Excerpt:

━━━━━━━━━━━━━━━━━━━━

HUMANPRACTICE

In agricultural production, efficient nitrogen fixation and nematode control are critical issues for boosting legume yields and advancing green agriculture. While traditional chemical nitrogen fertilizers provide short-term nitrogen supplementation, they often lead to soil compaction and fertility decline. Parasitic nematodes, like root-knot nematodes, damage crop roots, disrupting nutrient uptake pathways and inhibiting symbiotic interactions between nitrogen-fixing bacteria and plants. This creates a dual constraint of “nitrogen deficiency-nematode damage,” severely undermining agricultural sustainability. Our team is committed to addressing this challenge by exploring low-cost, environmentally friendly solutions through synthetic biology.

Literature studies indicate that luteolin serves as the core signaling molecule enabling legumes to establish symbiotic relationships with rhizobia. It specifically attracts nitrogen-fixing bacteria in the soil to aggregate around roots and induces nodule formation, significantly enhancing biological nitrogen fixation efficiency. simultaneously, when plants suffer nematode infestation, roots mass-produce salicylic acid as a stress response signal. Cry proteins derived from Bacillus thuringiensis exhibit specific toxic effects against multiple plant-parasitic nematodes while maintaining high safety for beneficial soil organisms. Furthermore, as an environmentally responsive molecular switch, salicylic acid has been demonstrated in synthetic biology systems to enable precise regulation of “stress signal-target gene expression,” offering a viable pathway for dynamic nematode control.

Integrating existing research foundations with agricultural production needs, we decided to focus on the targeted design of engineered bacteria: using synthetic biology to construct dual-functional engineered bacteria. On one hand, they continuously synthesize luteolin to enhance attraction to nitrogen-fixing bacteria, promoting root nodule colonization and efficient nitrogen fixation; while also endowing them with a salicylic acid sensing module. When nematode feeding on roots elevates salicylic acid concentrations, the engineered bacteria rapidly activate cry protein expression, achieving precise nematode repellency. This approach simultaneously addresses the agricultural challenges of low nitrogen fixation efficiency and nematode damage.

━━━━━━━━━━━━━━━━━━━━

Data records:

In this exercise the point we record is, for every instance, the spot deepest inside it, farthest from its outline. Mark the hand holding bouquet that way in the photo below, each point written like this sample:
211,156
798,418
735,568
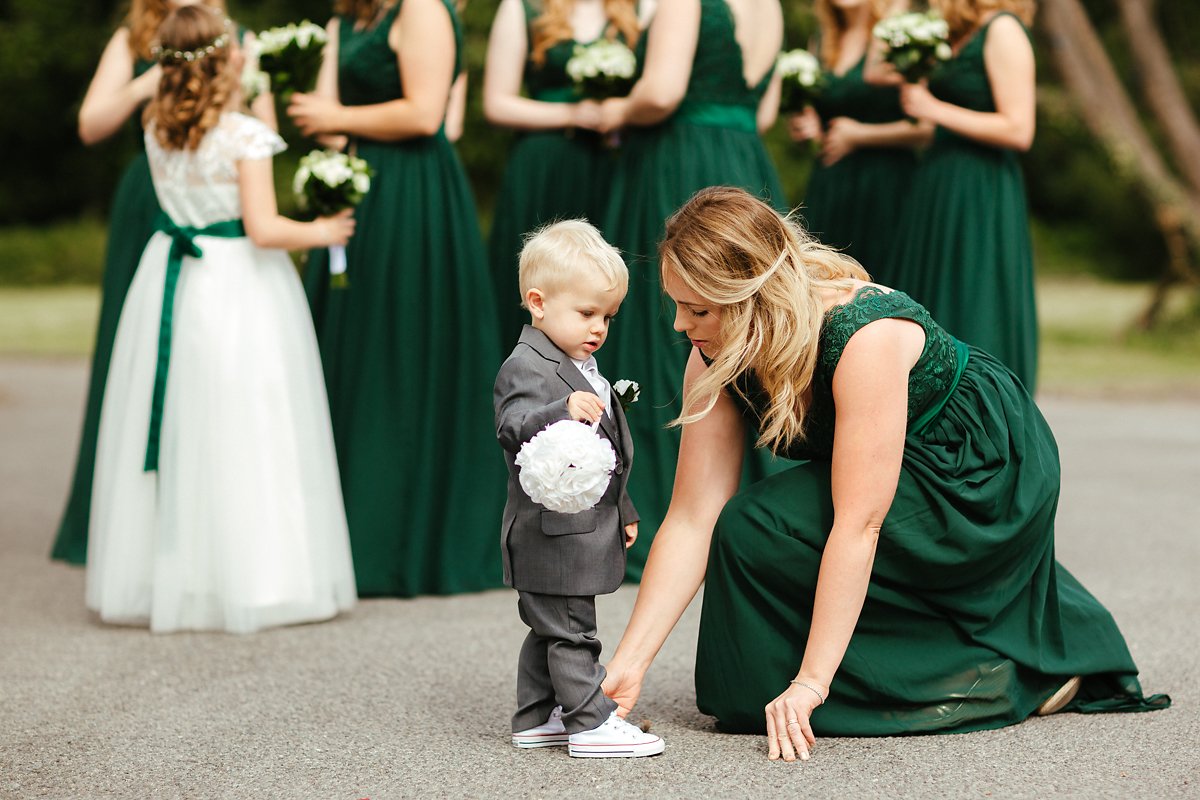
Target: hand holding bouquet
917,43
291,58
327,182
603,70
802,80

━━━━━━━━━━━━━━━━━━━━

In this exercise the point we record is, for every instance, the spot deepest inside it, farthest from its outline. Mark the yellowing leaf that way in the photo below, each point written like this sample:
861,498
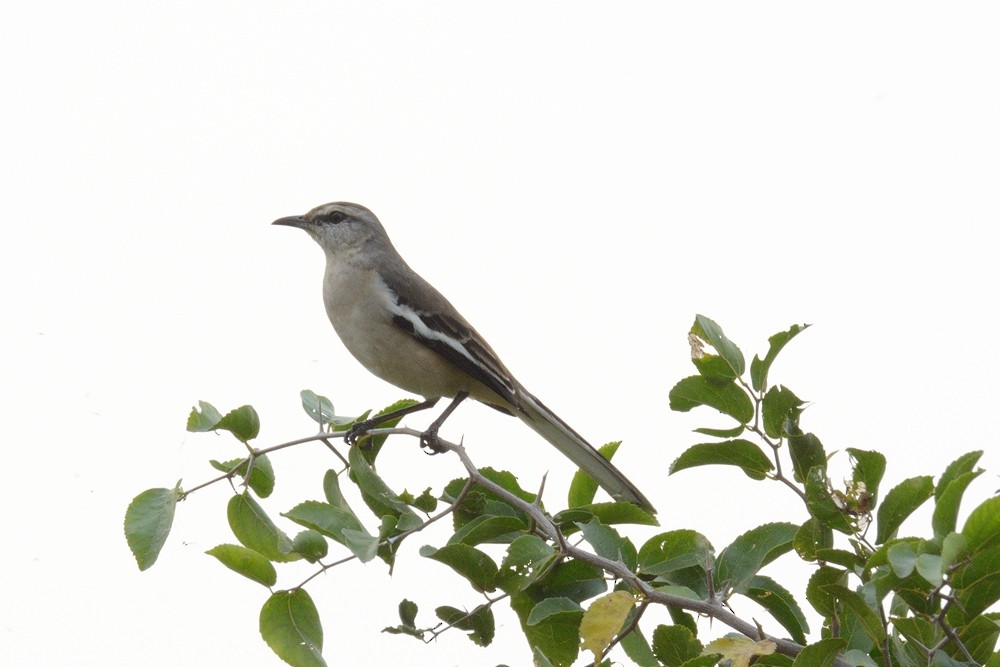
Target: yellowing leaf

━━━━━━━━━━━━━━━━━━━━

What this exercise asks:
a) In the human practice text:
(i) What do traditional chemical nitrogen fertilizers often lead to?
(ii) What do roots mass-produce when plants suffer nematode infestation?
(iii) From what organism are Cry proteins derived?
b) What harms does the human practice text say parasitic nematodes cause? List each one.
Rely on the human practice text alone, not the records.

Solutions:
a)
(i) Soil compaction and fertility decline
(ii) Salicylic acid
(iii) Bacillus thuringiensis

b)
- They damage crop roots.
- They disrupt nutrient uptake pathways.
- They inhibit symbiotic interactions between nitrogen-fixing bacteria and plants.